§ EXERCISE INSTRUCTIONS:
Each entry must be output exactly as it appears.
-------
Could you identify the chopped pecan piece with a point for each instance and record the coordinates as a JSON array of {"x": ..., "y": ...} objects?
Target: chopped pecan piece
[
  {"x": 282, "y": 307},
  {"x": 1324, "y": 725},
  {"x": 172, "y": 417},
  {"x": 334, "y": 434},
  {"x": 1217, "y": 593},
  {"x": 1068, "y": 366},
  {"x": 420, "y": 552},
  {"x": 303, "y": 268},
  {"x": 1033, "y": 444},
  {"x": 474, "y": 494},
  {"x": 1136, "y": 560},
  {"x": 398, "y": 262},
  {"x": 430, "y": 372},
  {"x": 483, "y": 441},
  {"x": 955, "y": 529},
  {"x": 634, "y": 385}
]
-------
§ RESULT:
Could you identify the chopped pecan piece with a point for each instance and record the coordinates as a JSON array of {"x": ..., "y": ...} objects?
Target: chopped pecan piece
[
  {"x": 282, "y": 307},
  {"x": 1324, "y": 725},
  {"x": 172, "y": 417},
  {"x": 334, "y": 434},
  {"x": 1217, "y": 593},
  {"x": 1068, "y": 366},
  {"x": 420, "y": 552},
  {"x": 303, "y": 268},
  {"x": 1033, "y": 444},
  {"x": 474, "y": 494},
  {"x": 1136, "y": 560},
  {"x": 398, "y": 262},
  {"x": 430, "y": 372},
  {"x": 483, "y": 441},
  {"x": 955, "y": 529},
  {"x": 634, "y": 385}
]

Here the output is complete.